Required task A »
In the mechanics notes, what is the acceleration in vertical projectile motion?
Required task B »
Copy everything in the mechanics notes from "equations for projectile motion (horizontal)" down to "projectile motion (vertical)", swapping "constant" for "unchanging".

Kinematics/Mechanics

Question 1

the big 5 equations

Answer 1

1) d = vit + 1/2at^2
2) d = vft - 1/2at^2
3) vf^2 = Vi^2 + 2ad
4) vf = vi + at
5) d = 1/2 (vf+vi) t

Question 2

equations for projectile motion (horizontal)

Answer 2

displacement: d=v•t
velocity: vf=vi (constant), vx=vcosθ
acceleration: a=0

Question 3

equations for projectile motion (vertical)

Answer 3

displacement: d=vit + 1/2 at^2 (in y plane)
velocity: vf = vi + (at) (in y plane), vy=vsinθ
acceleration: a= -g

Question 4

Newton’s first law

Answer 4

If an object is at rest or moving with a constant velocity, the object will remain doing so unless acted upon by a net force.
no Fnet = no a

Question 5

Newton’s second law (Fnet)

Answer 5

Fnet = ma

Question 6

Newton’s third law

Answer 6

F1on2 = -F2on1

- for action reaction pairs to be valid, they cannot be acting on the same object (ie can’t be Fnormal and Fg)

Raw data »
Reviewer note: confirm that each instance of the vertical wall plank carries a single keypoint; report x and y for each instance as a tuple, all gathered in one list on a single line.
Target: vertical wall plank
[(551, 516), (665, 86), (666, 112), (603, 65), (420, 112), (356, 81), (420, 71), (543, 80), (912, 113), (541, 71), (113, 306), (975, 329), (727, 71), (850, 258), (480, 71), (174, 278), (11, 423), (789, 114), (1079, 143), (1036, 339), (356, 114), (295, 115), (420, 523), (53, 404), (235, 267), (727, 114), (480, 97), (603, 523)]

Exercise solution A »
a = -g

Exercise solution B »
equations for projectile motion (horizontal)

Answer 2

displacement: d=v•t
velocity: vf=vi (unchanging), vx=vcosθ
acceleration: a=0

Question 3

equations for projectile motion (vertical)